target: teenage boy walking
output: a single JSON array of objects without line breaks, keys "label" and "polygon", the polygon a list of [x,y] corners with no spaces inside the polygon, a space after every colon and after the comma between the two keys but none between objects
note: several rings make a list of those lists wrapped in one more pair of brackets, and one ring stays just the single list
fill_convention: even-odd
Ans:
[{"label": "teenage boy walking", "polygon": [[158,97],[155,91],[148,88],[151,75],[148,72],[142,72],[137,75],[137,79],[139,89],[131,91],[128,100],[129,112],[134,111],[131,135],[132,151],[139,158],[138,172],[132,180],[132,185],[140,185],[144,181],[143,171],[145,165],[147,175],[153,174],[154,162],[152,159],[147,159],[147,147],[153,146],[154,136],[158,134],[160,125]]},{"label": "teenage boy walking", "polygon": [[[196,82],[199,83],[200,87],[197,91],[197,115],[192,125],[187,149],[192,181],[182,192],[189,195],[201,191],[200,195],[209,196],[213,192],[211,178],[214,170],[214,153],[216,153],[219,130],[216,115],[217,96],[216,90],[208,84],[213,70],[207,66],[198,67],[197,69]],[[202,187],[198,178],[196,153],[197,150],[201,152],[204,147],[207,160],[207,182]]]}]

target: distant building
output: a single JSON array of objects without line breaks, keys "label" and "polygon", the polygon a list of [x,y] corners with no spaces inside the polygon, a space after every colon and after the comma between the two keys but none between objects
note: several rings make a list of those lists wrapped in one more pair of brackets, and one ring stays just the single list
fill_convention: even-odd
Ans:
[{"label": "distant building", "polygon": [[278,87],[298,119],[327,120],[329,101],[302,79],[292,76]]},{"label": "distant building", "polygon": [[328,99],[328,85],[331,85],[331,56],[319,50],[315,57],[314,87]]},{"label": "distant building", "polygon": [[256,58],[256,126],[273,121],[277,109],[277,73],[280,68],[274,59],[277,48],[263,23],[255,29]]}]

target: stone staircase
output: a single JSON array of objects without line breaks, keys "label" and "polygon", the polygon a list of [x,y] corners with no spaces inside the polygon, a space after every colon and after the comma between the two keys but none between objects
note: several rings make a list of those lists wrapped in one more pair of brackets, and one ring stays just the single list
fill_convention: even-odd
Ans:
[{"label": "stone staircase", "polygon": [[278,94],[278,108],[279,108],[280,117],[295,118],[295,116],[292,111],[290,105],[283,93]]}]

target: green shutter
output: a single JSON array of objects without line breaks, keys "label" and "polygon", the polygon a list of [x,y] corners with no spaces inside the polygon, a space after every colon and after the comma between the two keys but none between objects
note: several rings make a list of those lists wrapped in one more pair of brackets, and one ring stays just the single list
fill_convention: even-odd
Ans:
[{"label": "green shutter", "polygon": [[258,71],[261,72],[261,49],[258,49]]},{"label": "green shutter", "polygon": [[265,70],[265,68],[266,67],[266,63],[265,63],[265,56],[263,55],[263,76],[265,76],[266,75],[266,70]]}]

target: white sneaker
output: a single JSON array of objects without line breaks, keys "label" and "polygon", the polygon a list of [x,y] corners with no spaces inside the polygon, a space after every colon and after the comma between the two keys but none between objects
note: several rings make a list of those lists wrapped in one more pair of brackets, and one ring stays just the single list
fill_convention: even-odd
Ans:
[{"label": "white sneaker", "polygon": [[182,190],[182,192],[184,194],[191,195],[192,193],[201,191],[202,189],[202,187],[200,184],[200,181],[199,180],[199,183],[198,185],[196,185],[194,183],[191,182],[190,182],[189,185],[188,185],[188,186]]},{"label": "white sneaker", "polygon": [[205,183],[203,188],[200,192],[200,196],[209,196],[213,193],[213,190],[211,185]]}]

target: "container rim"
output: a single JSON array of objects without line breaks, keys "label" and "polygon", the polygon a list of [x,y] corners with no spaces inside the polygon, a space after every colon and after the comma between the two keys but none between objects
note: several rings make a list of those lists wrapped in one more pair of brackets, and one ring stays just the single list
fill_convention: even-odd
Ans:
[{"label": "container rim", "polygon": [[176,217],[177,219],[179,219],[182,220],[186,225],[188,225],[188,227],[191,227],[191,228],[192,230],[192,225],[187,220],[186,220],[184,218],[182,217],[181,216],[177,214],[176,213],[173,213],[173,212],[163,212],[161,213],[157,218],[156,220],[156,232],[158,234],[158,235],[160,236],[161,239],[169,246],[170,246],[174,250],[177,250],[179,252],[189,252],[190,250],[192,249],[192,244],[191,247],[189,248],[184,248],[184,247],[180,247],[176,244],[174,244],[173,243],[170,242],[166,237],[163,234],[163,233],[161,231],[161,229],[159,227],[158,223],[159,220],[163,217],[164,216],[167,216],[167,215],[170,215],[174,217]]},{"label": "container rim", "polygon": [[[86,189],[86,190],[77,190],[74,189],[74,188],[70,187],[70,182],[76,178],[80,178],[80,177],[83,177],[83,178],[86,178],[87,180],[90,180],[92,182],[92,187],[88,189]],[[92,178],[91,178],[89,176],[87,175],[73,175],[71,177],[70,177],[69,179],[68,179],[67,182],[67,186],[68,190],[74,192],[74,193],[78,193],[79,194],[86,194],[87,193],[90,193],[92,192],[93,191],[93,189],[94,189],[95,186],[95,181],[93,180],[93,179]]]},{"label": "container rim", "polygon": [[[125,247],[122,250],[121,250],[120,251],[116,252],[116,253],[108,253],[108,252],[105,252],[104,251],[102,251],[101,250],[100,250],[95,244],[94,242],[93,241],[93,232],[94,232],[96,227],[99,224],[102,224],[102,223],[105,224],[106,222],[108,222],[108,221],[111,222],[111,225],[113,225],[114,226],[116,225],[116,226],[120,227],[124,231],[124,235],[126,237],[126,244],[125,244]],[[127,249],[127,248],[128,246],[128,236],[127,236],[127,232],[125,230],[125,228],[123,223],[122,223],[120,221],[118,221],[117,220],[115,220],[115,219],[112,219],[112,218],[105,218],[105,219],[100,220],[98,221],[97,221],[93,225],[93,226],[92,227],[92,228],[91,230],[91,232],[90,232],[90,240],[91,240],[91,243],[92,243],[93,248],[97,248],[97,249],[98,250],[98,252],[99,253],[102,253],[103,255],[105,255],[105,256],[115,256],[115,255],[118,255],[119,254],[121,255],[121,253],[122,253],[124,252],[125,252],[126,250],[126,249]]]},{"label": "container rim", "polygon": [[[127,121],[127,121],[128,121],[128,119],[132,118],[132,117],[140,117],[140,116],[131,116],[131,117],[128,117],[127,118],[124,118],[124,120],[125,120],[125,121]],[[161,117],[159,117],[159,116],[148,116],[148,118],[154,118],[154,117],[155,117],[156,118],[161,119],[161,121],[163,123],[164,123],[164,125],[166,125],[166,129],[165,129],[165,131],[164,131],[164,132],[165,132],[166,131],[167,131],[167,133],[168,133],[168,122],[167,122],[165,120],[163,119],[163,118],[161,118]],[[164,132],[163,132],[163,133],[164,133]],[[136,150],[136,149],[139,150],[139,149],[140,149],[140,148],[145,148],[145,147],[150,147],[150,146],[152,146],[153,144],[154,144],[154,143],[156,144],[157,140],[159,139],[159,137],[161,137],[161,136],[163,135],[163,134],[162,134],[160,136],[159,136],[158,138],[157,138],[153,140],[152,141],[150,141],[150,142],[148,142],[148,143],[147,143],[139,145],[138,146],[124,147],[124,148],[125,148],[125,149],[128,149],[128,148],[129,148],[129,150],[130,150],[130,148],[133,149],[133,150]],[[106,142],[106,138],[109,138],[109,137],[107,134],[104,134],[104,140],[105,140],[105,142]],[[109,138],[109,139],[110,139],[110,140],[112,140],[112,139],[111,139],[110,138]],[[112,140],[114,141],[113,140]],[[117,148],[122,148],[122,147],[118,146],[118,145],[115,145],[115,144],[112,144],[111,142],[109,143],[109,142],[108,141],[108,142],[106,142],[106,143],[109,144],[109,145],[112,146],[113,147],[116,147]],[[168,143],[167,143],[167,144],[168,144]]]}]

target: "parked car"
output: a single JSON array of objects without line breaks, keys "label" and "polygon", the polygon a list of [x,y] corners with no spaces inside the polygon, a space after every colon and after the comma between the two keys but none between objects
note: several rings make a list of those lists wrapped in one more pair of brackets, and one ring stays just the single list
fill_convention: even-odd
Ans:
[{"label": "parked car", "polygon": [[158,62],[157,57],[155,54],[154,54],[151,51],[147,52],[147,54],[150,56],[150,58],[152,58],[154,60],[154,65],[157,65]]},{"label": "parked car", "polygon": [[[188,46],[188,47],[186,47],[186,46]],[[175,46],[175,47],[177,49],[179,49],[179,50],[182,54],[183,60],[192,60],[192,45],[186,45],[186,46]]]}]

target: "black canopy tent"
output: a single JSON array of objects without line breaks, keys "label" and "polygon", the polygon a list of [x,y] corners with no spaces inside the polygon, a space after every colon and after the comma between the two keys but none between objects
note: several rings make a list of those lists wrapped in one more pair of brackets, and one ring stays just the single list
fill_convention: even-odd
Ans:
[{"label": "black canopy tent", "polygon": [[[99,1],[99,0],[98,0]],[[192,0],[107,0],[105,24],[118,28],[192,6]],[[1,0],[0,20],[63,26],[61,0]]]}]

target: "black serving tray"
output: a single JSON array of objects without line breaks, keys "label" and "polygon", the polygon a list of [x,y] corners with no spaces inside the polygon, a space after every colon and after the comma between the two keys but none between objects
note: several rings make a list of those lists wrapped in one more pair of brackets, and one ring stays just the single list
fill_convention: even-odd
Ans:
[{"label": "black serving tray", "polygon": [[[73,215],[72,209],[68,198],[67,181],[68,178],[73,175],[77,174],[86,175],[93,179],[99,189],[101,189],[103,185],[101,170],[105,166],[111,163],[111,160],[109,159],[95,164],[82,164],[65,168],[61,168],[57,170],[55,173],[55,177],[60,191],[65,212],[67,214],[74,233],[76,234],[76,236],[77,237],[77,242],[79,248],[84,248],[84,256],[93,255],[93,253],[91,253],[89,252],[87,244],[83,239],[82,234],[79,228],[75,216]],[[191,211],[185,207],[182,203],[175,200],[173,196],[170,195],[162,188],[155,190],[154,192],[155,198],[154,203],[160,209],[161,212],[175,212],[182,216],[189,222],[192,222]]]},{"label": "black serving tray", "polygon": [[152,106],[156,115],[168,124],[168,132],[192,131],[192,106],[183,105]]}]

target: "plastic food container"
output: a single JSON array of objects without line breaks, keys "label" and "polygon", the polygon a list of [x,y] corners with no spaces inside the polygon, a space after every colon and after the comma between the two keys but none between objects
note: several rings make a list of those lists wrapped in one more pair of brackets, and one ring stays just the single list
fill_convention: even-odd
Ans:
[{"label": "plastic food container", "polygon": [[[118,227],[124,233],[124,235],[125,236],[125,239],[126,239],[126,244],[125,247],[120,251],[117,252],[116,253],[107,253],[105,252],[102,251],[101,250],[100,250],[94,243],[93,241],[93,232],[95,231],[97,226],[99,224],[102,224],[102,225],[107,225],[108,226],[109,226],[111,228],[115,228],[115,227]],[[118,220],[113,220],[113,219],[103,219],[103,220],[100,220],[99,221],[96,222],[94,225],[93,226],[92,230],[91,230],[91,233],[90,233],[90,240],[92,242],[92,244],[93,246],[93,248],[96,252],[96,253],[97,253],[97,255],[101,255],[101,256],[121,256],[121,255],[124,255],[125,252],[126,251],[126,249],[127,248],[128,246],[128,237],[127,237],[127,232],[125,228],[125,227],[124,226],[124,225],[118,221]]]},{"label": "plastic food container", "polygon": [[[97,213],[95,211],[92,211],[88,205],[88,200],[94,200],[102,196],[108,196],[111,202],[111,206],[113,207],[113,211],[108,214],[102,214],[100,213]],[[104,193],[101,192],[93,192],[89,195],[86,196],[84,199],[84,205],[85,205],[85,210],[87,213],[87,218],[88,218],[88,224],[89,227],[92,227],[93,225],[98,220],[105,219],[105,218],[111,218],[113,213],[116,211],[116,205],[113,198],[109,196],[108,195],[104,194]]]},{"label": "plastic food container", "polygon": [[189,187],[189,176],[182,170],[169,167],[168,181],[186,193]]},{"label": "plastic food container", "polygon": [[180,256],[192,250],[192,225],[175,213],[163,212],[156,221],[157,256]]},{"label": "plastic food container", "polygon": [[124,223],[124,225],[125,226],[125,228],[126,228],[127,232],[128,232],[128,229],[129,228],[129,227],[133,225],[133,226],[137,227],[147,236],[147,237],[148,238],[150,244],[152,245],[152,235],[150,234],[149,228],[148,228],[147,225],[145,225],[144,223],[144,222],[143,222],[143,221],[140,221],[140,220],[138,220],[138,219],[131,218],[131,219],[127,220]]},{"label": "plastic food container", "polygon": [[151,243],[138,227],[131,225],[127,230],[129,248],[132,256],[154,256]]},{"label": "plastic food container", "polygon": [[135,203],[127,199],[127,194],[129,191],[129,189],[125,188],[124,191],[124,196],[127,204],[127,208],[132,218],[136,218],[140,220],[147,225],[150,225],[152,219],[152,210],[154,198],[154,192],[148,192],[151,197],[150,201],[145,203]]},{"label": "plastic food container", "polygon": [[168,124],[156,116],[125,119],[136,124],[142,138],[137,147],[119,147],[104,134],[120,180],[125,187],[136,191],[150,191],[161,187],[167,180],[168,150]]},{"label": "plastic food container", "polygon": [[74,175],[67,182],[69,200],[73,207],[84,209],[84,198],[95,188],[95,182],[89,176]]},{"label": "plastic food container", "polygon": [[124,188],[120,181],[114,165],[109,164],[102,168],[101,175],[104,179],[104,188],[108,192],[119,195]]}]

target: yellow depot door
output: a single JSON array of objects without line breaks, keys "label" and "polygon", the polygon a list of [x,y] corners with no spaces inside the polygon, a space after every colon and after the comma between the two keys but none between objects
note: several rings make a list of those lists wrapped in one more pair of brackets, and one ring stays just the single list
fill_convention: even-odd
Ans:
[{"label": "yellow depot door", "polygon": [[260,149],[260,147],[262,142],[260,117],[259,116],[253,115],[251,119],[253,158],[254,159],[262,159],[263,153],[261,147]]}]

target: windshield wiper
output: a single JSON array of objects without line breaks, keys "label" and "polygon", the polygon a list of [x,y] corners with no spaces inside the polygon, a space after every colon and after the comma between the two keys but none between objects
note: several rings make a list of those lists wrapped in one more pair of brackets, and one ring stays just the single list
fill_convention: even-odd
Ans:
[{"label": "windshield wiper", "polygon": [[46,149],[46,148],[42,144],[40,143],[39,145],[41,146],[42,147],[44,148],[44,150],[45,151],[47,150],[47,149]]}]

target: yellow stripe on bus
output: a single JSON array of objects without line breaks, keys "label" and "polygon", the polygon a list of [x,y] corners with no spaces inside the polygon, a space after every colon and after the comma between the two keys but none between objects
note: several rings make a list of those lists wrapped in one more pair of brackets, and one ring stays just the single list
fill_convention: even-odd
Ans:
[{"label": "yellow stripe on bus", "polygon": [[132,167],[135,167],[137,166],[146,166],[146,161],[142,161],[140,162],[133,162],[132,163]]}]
----------------
WHAT IS ASKED:
Copy out the part of the records that opens with the line containing "target: yellow stripe on bus" and closes at the end of the records, word for word and including both ends.

RESPONSE TO THIS EXERCISE:
target: yellow stripe on bus
output: a single JSON array of objects without line breaks, keys "label" and "polygon", the polygon a list of [x,y] corners with no spaces inside the polygon, a space after every colon and after the comma between the two keys but none between objects
note: several rings make a list of those lists wrapped in one more pair of brackets, and one ring stays just the single list
fill_convention: even-odd
Ans:
[{"label": "yellow stripe on bus", "polygon": [[132,167],[135,167],[137,166],[146,166],[146,161],[142,161],[140,162],[133,162],[132,163]]}]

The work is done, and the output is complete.